::: Data for this task

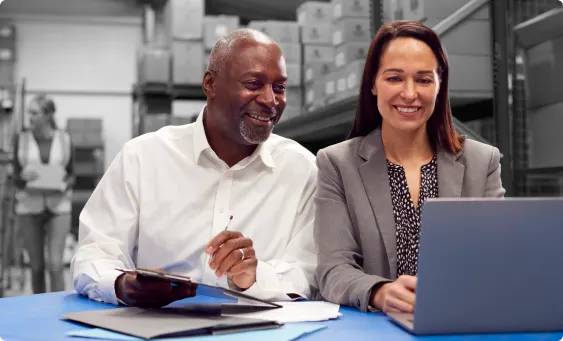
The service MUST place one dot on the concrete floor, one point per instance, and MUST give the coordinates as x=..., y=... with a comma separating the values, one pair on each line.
x=17, y=280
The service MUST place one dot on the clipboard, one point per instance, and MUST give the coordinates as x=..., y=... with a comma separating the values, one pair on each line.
x=210, y=290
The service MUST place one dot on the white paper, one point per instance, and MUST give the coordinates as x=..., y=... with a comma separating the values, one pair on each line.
x=297, y=312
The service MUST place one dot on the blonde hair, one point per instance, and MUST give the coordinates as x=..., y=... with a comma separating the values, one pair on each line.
x=47, y=106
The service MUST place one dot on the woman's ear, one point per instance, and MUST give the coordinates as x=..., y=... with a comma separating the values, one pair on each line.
x=373, y=87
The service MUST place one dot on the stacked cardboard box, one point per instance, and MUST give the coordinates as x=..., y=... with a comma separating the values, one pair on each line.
x=88, y=150
x=187, y=26
x=351, y=39
x=315, y=19
x=7, y=53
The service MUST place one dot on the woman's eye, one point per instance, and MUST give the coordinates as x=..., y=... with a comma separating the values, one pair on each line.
x=425, y=81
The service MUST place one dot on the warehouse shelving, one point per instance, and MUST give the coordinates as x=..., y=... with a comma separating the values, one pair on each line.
x=335, y=120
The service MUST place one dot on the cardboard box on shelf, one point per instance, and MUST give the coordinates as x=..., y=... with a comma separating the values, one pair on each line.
x=215, y=27
x=154, y=122
x=294, y=96
x=293, y=74
x=316, y=33
x=6, y=73
x=7, y=36
x=350, y=9
x=341, y=83
x=318, y=53
x=290, y=112
x=154, y=65
x=280, y=31
x=408, y=9
x=188, y=62
x=316, y=70
x=81, y=125
x=186, y=18
x=315, y=94
x=330, y=87
x=349, y=52
x=350, y=30
x=354, y=72
x=206, y=55
x=50, y=177
x=314, y=12
x=291, y=52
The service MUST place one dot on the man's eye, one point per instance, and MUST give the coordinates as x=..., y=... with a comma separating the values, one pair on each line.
x=280, y=88
x=253, y=85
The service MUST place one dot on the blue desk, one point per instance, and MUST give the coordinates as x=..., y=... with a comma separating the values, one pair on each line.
x=36, y=318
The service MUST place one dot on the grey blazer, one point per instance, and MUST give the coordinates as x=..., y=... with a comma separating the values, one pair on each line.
x=354, y=222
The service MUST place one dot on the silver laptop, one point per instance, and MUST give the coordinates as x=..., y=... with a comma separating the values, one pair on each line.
x=489, y=265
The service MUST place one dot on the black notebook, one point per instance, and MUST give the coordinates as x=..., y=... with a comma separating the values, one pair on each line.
x=166, y=322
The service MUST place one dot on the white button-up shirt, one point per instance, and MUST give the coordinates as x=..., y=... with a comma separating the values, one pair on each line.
x=167, y=194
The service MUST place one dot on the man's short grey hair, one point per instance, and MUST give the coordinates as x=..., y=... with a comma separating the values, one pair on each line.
x=222, y=52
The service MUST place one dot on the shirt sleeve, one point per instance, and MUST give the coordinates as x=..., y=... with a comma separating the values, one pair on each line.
x=293, y=275
x=108, y=230
x=70, y=176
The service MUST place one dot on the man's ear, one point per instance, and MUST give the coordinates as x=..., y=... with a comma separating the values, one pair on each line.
x=209, y=85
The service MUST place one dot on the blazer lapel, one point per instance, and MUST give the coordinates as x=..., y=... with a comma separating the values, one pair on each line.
x=376, y=183
x=450, y=175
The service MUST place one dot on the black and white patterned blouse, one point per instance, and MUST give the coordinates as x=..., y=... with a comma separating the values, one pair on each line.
x=407, y=217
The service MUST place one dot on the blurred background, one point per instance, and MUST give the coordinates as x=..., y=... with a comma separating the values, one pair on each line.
x=117, y=69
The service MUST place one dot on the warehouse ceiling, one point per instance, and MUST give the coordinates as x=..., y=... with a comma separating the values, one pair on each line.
x=256, y=9
x=246, y=9
x=94, y=8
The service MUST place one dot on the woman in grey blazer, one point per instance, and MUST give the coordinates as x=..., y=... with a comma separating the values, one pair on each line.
x=403, y=145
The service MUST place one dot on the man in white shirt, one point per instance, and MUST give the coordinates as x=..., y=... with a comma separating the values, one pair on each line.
x=221, y=200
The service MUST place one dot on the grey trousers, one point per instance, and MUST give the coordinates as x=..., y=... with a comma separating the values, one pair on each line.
x=40, y=230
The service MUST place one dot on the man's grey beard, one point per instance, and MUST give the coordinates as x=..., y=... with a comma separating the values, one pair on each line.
x=253, y=136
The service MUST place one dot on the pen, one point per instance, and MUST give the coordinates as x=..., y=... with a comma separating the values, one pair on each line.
x=231, y=218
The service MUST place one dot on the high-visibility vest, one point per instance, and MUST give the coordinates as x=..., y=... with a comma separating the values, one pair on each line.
x=28, y=153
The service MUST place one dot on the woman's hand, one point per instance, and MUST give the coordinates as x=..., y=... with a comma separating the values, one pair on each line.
x=397, y=296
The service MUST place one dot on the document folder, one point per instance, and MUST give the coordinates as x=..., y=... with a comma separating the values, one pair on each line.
x=166, y=322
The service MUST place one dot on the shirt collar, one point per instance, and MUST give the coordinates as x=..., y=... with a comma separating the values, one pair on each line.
x=201, y=144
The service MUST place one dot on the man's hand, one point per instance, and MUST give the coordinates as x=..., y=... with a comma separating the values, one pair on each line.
x=234, y=256
x=397, y=296
x=147, y=292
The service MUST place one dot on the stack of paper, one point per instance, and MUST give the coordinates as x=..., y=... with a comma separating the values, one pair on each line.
x=285, y=333
x=296, y=312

::::::

Problem statement: All of the lines above must be printed again exactly, and no picture may appear in the copy.

Result for this task:
The service MUST place one dot on the concrete floor, one point per instance, and MUST give the coordinates as x=..., y=... with a comma separating the values, one pair on each line.
x=17, y=280
The service MUST place one dot on the clipboard, one point per instance, and MUST give the coordinates as x=..., y=... with a comma separating the values, one pair on each line.
x=210, y=290
The service MUST place one dot on the white paper, one point per instance, and MUST give the coordinates as x=..., y=... with a comma separating the values, one pair on each line.
x=297, y=312
The service MUST place one dot on the blonde hair, one point per instance, and MUST give the coordinates as x=..., y=... with a comma separating the values, one pair on each line.
x=47, y=106
The service MUST place one dot on the woman's ear, one point per instance, and MUST give the coordinates as x=..., y=... with a comma separating the values, one pair on each line.
x=373, y=87
The service MUST place one dot on the stacked cardboard box, one point per instance, and MUST give the coordinates as x=..., y=... with a comma separating the values, one pair on each line.
x=88, y=150
x=187, y=26
x=351, y=39
x=315, y=19
x=7, y=53
The service MUST place one dot on the woman's eye, one point per instance, and MUST give the coordinates as x=..., y=... with a comma separating the values, one pair on each line.
x=425, y=81
The service MUST place one dot on the warehouse shelving, one point per instance, and MUST give the coordinates as x=..., y=... with a comma separating the values, one pair on each line.
x=335, y=120
The service MUST place one dot on the cardboard box on shelf, one point per instance, and MUST give the coordinates as x=..., y=... with a comma separating the values, one pair on each line.
x=215, y=27
x=154, y=122
x=294, y=96
x=293, y=74
x=316, y=33
x=6, y=73
x=7, y=36
x=350, y=9
x=341, y=83
x=318, y=53
x=290, y=112
x=154, y=65
x=280, y=31
x=408, y=9
x=188, y=62
x=316, y=70
x=81, y=125
x=186, y=18
x=315, y=94
x=330, y=87
x=349, y=52
x=350, y=30
x=354, y=72
x=206, y=55
x=50, y=177
x=314, y=12
x=291, y=52
The service MUST place one dot on the man's eye, one point per instance, and MUST give the coordinates as x=..., y=... with a comma separating the values, one pair on each line.
x=280, y=88
x=253, y=85
The service MUST place one dot on the blue desk, one point per instance, and MUST give the coordinates as x=..., y=... with a comma separating the values, one pair on each line.
x=36, y=318
The service MUST place one dot on the grey blazer, one point per instance, and MUST give the coordinates as x=..., y=... with a comma separating the values, one pair on each line.
x=354, y=222
The service MUST place one dot on the silver laptop, one point per instance, and MUST give the coordinates as x=..., y=... with a comma separating the values, one pair on each line.
x=489, y=265
The service MUST place one dot on the black notebook, one point per instance, and MUST give the coordinates as x=..., y=... with a comma separating the values, one pair on each line.
x=166, y=322
The service MUST place one dot on the white button-up shirt, one point per instance, and MUST give the coordinates as x=..., y=... with a comma separating the values, one pair on each line.
x=167, y=194
The service MUST place one dot on the man's short grey hair, one point per instance, and MUST give the coordinates as x=..., y=... with a comma separating the values, one pair on each line.
x=222, y=52
The service MUST place one dot on the shirt sleeve, one point per instance, and MUST give the coordinates as x=..., y=... with a comma separating the values, one pair on each line.
x=293, y=275
x=108, y=230
x=70, y=176
The service MUST place one dot on the man's ear, one point per instance, and MUST give the coordinates as x=..., y=... with a comma separating the values, one pair on each line.
x=209, y=85
The service MUST place one dot on the blazer lapel, one point per instance, and MUST give the coordinates as x=..., y=... with a comma separating the values, one pair on each line.
x=376, y=183
x=450, y=175
The service MUST place one dot on the black and white patterned blouse, one point per instance, and MUST give the coordinates as x=..., y=... with a comma separating the values, one pair on each line.
x=407, y=217
The service MUST place one dot on the blurred background, one point per instance, and MUST give the coordinates as x=..., y=... with a comma separating the values, one pair on each line.
x=117, y=69
The service MUST place one dot on the warehouse ceiling, one point per instance, and MUST give the coordinates as x=..., y=... with a comma separating the values, one pair on each line.
x=256, y=9
x=246, y=9
x=94, y=8
The service MUST place one dot on the woman in grey blazer, one point per instance, and MUST give the coordinates as x=..., y=... with a comma separating the values, one pair on each line.
x=403, y=145
The service MUST place one dot on the man in white shirt, one point per instance, and MUST give the coordinates as x=..., y=... with a comma separating the values, one pair on each line.
x=221, y=200
The service MUST place one dot on the grey trousers, one point per instance, and MUST give the coordinates as x=..., y=... with a comma separating the values, one pair on each line.
x=40, y=230
The service MUST place one dot on the man's grey beard, one point per instance, and MUST give the coordinates as x=..., y=... with a comma separating the values, one pair on each line.
x=253, y=136
The service MUST place one dot on the pen, one point per instance, and MUST give the coordinates as x=..., y=... with a comma separating the values, one pair on each line.
x=231, y=218
The service MUST place one dot on the high-visibility vest, one point per instance, and MUST give the coordinates as x=..., y=... with a comma separating the values, one pair on each line.
x=28, y=153
The service MUST place one dot on the woman's hand, one point per instance, and MUST give the coordinates as x=..., y=... with a comma separating the values, one pair on each line.
x=397, y=296
The service MUST place one dot on the document folder, one point per instance, and MUST give the coordinates as x=..., y=... with a comma separating the values, one pair on each line.
x=166, y=322
The service MUST place one dot on the shirt collar, one point per instance, and MUST give the coordinates as x=..., y=... with a comma separating the values, one pair on each line.
x=201, y=144
The service MUST place one dot on the man's hand, one point per instance, and MUST give the coordinates as x=..., y=... with a comma separating the values, one pair on each line.
x=234, y=256
x=397, y=296
x=147, y=292
The service MUST place one dot on the stack of paper, one point per instance, and MUST give the coordinates as x=..., y=... with a comma separating the values, one pair on each line.
x=285, y=333
x=296, y=312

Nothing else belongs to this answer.